## STATED EXERCISE:
Without the images, output each record below as it stands.
─── RECORDS FOR THIS TASK
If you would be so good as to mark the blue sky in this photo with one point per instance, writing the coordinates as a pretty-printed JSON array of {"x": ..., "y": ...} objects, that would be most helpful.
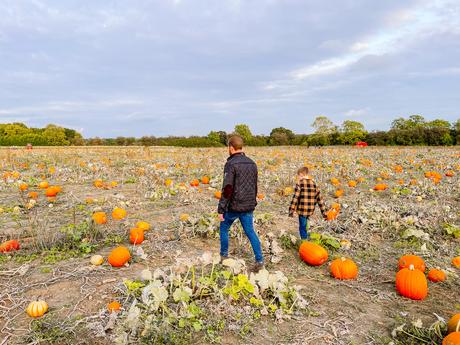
[{"x": 184, "y": 67}]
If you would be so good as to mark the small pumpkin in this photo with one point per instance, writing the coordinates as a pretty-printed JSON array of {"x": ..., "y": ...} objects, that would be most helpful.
[
  {"x": 99, "y": 217},
  {"x": 312, "y": 253},
  {"x": 380, "y": 186},
  {"x": 338, "y": 193},
  {"x": 9, "y": 246},
  {"x": 37, "y": 308},
  {"x": 344, "y": 268},
  {"x": 143, "y": 225},
  {"x": 436, "y": 275},
  {"x": 406, "y": 260},
  {"x": 136, "y": 236},
  {"x": 119, "y": 256},
  {"x": 456, "y": 262},
  {"x": 352, "y": 184},
  {"x": 97, "y": 260},
  {"x": 33, "y": 195},
  {"x": 43, "y": 185},
  {"x": 411, "y": 283},
  {"x": 114, "y": 306},
  {"x": 453, "y": 323},
  {"x": 119, "y": 213}
]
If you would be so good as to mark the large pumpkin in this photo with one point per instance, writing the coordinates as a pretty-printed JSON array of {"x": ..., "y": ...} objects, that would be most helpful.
[
  {"x": 452, "y": 339},
  {"x": 406, "y": 260},
  {"x": 454, "y": 324},
  {"x": 136, "y": 236},
  {"x": 312, "y": 253},
  {"x": 8, "y": 246},
  {"x": 344, "y": 268},
  {"x": 119, "y": 256},
  {"x": 37, "y": 308},
  {"x": 436, "y": 275},
  {"x": 411, "y": 283}
]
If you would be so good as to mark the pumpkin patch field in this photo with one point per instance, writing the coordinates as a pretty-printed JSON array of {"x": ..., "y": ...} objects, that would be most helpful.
[{"x": 120, "y": 245}]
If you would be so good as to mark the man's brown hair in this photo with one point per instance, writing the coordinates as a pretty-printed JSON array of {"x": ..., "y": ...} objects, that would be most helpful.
[
  {"x": 236, "y": 142},
  {"x": 302, "y": 171}
]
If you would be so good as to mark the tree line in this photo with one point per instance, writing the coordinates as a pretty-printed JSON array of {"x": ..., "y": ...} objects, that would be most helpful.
[{"x": 414, "y": 130}]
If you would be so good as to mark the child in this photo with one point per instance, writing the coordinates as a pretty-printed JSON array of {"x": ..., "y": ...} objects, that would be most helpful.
[{"x": 306, "y": 196}]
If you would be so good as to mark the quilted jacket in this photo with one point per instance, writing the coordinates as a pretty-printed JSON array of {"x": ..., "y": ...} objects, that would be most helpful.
[{"x": 239, "y": 190}]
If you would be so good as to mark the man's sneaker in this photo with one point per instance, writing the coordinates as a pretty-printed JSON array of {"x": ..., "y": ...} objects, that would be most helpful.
[
  {"x": 257, "y": 267},
  {"x": 222, "y": 258}
]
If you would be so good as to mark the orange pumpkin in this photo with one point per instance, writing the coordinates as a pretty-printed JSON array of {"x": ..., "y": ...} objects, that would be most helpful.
[
  {"x": 406, "y": 260},
  {"x": 33, "y": 195},
  {"x": 380, "y": 186},
  {"x": 352, "y": 183},
  {"x": 43, "y": 185},
  {"x": 136, "y": 236},
  {"x": 452, "y": 339},
  {"x": 344, "y": 269},
  {"x": 436, "y": 275},
  {"x": 453, "y": 323},
  {"x": 338, "y": 193},
  {"x": 119, "y": 213},
  {"x": 9, "y": 246},
  {"x": 114, "y": 307},
  {"x": 411, "y": 283},
  {"x": 332, "y": 214},
  {"x": 99, "y": 217},
  {"x": 119, "y": 256},
  {"x": 456, "y": 262},
  {"x": 312, "y": 253}
]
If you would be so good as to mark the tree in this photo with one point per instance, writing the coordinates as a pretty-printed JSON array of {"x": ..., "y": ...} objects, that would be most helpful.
[
  {"x": 438, "y": 123},
  {"x": 281, "y": 136},
  {"x": 244, "y": 131},
  {"x": 323, "y": 125},
  {"x": 352, "y": 132}
]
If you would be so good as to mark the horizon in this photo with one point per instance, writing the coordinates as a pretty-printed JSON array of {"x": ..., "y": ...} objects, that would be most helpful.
[{"x": 184, "y": 68}]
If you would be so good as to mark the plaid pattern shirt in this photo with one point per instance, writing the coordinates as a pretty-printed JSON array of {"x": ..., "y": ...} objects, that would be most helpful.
[{"x": 306, "y": 196}]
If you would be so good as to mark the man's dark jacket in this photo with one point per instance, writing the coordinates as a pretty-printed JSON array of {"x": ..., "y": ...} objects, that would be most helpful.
[{"x": 239, "y": 192}]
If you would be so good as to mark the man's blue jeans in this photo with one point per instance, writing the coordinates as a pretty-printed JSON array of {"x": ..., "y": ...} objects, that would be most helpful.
[
  {"x": 246, "y": 219},
  {"x": 303, "y": 228}
]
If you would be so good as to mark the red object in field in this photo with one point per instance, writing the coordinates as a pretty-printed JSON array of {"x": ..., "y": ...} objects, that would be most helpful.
[{"x": 8, "y": 246}]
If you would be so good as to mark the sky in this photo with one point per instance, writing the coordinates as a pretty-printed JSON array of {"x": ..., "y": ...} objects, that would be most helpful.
[{"x": 184, "y": 67}]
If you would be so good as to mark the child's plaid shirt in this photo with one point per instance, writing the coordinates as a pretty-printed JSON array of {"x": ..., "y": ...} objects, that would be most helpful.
[{"x": 306, "y": 196}]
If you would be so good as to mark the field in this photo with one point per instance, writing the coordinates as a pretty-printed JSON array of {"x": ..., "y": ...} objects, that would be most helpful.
[{"x": 174, "y": 290}]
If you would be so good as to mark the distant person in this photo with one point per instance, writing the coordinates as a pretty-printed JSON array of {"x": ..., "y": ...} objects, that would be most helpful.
[
  {"x": 239, "y": 199},
  {"x": 306, "y": 196}
]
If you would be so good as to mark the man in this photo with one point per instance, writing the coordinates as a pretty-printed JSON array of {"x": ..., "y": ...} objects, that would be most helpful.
[{"x": 239, "y": 199}]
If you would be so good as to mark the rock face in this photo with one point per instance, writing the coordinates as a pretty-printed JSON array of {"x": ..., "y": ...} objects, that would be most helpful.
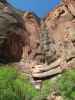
[
  {"x": 46, "y": 47},
  {"x": 57, "y": 41},
  {"x": 12, "y": 35}
]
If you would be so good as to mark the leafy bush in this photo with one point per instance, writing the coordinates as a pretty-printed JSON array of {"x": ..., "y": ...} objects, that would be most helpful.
[
  {"x": 66, "y": 84},
  {"x": 16, "y": 86},
  {"x": 13, "y": 86}
]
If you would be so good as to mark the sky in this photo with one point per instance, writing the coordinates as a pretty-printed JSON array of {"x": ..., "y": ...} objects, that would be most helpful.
[{"x": 39, "y": 7}]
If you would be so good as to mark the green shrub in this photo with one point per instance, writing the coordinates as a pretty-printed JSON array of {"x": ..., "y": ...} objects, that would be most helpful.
[
  {"x": 13, "y": 86},
  {"x": 66, "y": 84},
  {"x": 16, "y": 86}
]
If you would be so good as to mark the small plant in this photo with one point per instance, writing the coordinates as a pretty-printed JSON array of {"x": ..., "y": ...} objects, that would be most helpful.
[{"x": 66, "y": 84}]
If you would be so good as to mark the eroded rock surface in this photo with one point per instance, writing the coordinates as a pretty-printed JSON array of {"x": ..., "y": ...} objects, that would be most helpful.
[{"x": 43, "y": 47}]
──────
## SOLUTION TO THE EXERCISE:
If you would be so good as to mark the blue sky in this photo with one point per instance, writing the coordinates as a pretty-printed JSON array of {"x": ..., "y": ...} objects, that would be most helpful.
[{"x": 184, "y": 67}]
If you would be so good as to mark the small pumpkin in this photo with one point per instance, writing the coordinates as a pretty-printed JSON array of {"x": ..., "y": ...} objects, that would be most helpful.
[
  {"x": 99, "y": 217},
  {"x": 312, "y": 253},
  {"x": 380, "y": 186},
  {"x": 338, "y": 193},
  {"x": 9, "y": 246},
  {"x": 37, "y": 308},
  {"x": 344, "y": 268},
  {"x": 143, "y": 225},
  {"x": 436, "y": 275},
  {"x": 406, "y": 260},
  {"x": 136, "y": 236},
  {"x": 119, "y": 256},
  {"x": 456, "y": 262},
  {"x": 352, "y": 184},
  {"x": 97, "y": 260},
  {"x": 33, "y": 195},
  {"x": 43, "y": 185},
  {"x": 411, "y": 283},
  {"x": 114, "y": 306},
  {"x": 453, "y": 323},
  {"x": 119, "y": 213}
]
If you would be so good as to mark the large pumpkin in this photo with one point per instance, writing the coordinates as a pretty-printed JSON array of {"x": ..., "y": ...} objects, that would be most helpful.
[
  {"x": 452, "y": 339},
  {"x": 406, "y": 260},
  {"x": 454, "y": 324},
  {"x": 136, "y": 236},
  {"x": 312, "y": 253},
  {"x": 8, "y": 246},
  {"x": 344, "y": 268},
  {"x": 119, "y": 256},
  {"x": 37, "y": 308},
  {"x": 436, "y": 275},
  {"x": 411, "y": 283}
]
If you would be so good as to mark the pumpkin patch field in this photo with one point per instance, writing the coordinates as a pretty-printed JSON array of {"x": ..., "y": ...} objects, that would be most helpful.
[{"x": 120, "y": 245}]
If you would be so good as to mark the man's brown hair in this photo with one point per instance, writing the coordinates as a pretty-printed JSON array of {"x": ..., "y": ...} objects, that would be most helpful.
[
  {"x": 236, "y": 142},
  {"x": 302, "y": 171}
]
If you would be so good as to mark the tree line in this photo with one point per instance, writing the coordinates as a pretty-printed JSON array of {"x": ..., "y": ...} objects, that would be most helpful.
[{"x": 414, "y": 130}]
If you would be so good as to mark the child in this photo with one point per instance, writing the coordinates as a pretty-printed JSON array of {"x": ..., "y": ...} objects, that would be most helpful.
[{"x": 306, "y": 196}]
If you would be so good as to mark the quilted jacket in this photo with one point per instance, writing the coordinates as a pretty-printed JSON array of {"x": ..., "y": ...} objects, that would be most helpful.
[{"x": 239, "y": 190}]
If you would be so good as to mark the man's sneaker in this photo with one point per instance, writing the coordinates as a pretty-printed JSON array of {"x": ..., "y": ...} objects, that would be most helpful.
[
  {"x": 257, "y": 267},
  {"x": 222, "y": 258}
]
If you would be so good as to mark the orange pumpkin in this photo with one point per instance, writing the coordinates as a pretty-printed JSON array of {"x": ..., "y": ...} objects, that would be most helpful.
[
  {"x": 406, "y": 260},
  {"x": 33, "y": 195},
  {"x": 380, "y": 186},
  {"x": 352, "y": 183},
  {"x": 43, "y": 185},
  {"x": 136, "y": 236},
  {"x": 452, "y": 339},
  {"x": 344, "y": 269},
  {"x": 436, "y": 275},
  {"x": 453, "y": 323},
  {"x": 338, "y": 193},
  {"x": 119, "y": 213},
  {"x": 9, "y": 246},
  {"x": 114, "y": 307},
  {"x": 411, "y": 283},
  {"x": 332, "y": 214},
  {"x": 99, "y": 217},
  {"x": 119, "y": 256},
  {"x": 456, "y": 262},
  {"x": 312, "y": 253}
]
If you would be so good as to mark the tree in this photo with one point per instance, writing the coordinates as a pretty-printed JSON array of {"x": ..., "y": ...} objects, that would be most helpful.
[
  {"x": 438, "y": 123},
  {"x": 281, "y": 136},
  {"x": 244, "y": 131},
  {"x": 323, "y": 125},
  {"x": 352, "y": 132}
]
If you would be so good as to mark the horizon in this photo with one point per instance, writing the coordinates as a pretty-printed JSON array of {"x": ..., "y": ...} objects, that would be most helpful.
[{"x": 184, "y": 68}]
If you would be so good as to mark the plaid pattern shirt in this photo with one point per instance, writing the coordinates as a pretty-printed JSON array of {"x": ..., "y": ...} objects, that would be most helpful.
[{"x": 306, "y": 196}]
If you would be so good as to mark the man's dark jacket in this photo with one point per instance, writing the coordinates as a pretty-printed JSON array of {"x": ..., "y": ...} objects, that would be most helpful.
[{"x": 239, "y": 192}]
If you would be so good as to mark the man's blue jeans in this photo with one point per instance, writing the coordinates as a pretty-printed JSON array of {"x": ..., "y": ...} objects, that would be most helpful.
[
  {"x": 246, "y": 219},
  {"x": 303, "y": 228}
]
If you would be so good as to mark the red object in field in this photo with one point per instance, writing the coordinates as a pretty-printed JSON array of {"x": ..., "y": ...} objects, that would be most helpful.
[{"x": 8, "y": 246}]
If you would be so good as to mark the sky in this photo with one point per instance, writing the coordinates as a pretty-printed JSON array of {"x": ..., "y": ...} objects, that would be most helpful.
[{"x": 184, "y": 67}]
If you would be so good as to mark the child's plaid shirt in this photo with one point per instance, writing the coordinates as a pretty-printed JSON array of {"x": ..., "y": ...} objects, that would be most helpful.
[{"x": 306, "y": 196}]
If you would be so good as to mark the field in this photo with one point per instance, writing the coordinates as a pretty-printed JSON array of {"x": ..., "y": ...} objects, that would be most helpful.
[{"x": 174, "y": 290}]
If you would be so good as to mark the distant person in this photo with one point per instance, writing the coordinates as a pretty-printed JSON array of {"x": ..., "y": ...} objects, that would be most helpful.
[
  {"x": 239, "y": 199},
  {"x": 306, "y": 196}
]
If you would be so good as to mark the man in this photo with one point per instance, writing the coordinates as a pretty-printed JSON array of {"x": ..., "y": ...} objects, that would be most helpful.
[{"x": 239, "y": 199}]
If you would be so good as to mark the rock face in this photo with one point per instance, writing the coordinates as a pretty-printed JSON array of {"x": ..., "y": ...} objects, that would be most helpful.
[
  {"x": 46, "y": 47},
  {"x": 57, "y": 41},
  {"x": 12, "y": 35}
]
If you would be so good as to mark the leafy bush in this photo with one point per instance, writing the coordinates as a pretty-printed JSON array of {"x": ..., "y": ...} objects, that would be most helpful.
[
  {"x": 66, "y": 84},
  {"x": 16, "y": 86},
  {"x": 13, "y": 86}
]
If you would be so good as to mark the sky in this photo with one point per instance, writing the coordinates as a pretty-printed JSON array of {"x": ..., "y": ...} objects, that would be most helpful.
[{"x": 39, "y": 7}]
If you would be so good as to mark the green shrub in this photo with one point per instance, writing the coordinates as a pretty-printed JSON array of {"x": ..., "y": ...} objects, that would be most helpful.
[
  {"x": 13, "y": 86},
  {"x": 66, "y": 84},
  {"x": 16, "y": 86}
]
If you would be so good as to mark the small plant in this photo with one point per instance, writing the coordinates as a pretty-printed JSON array of {"x": ..., "y": ...} objects, that would be most helpful.
[{"x": 66, "y": 84}]
If you would be so good as to mark the eroded rock surface in this photo with one point per instance, writing the coordinates as a pretty-printed JSON array of {"x": ..., "y": ...} objects, that would be most helpful.
[{"x": 43, "y": 47}]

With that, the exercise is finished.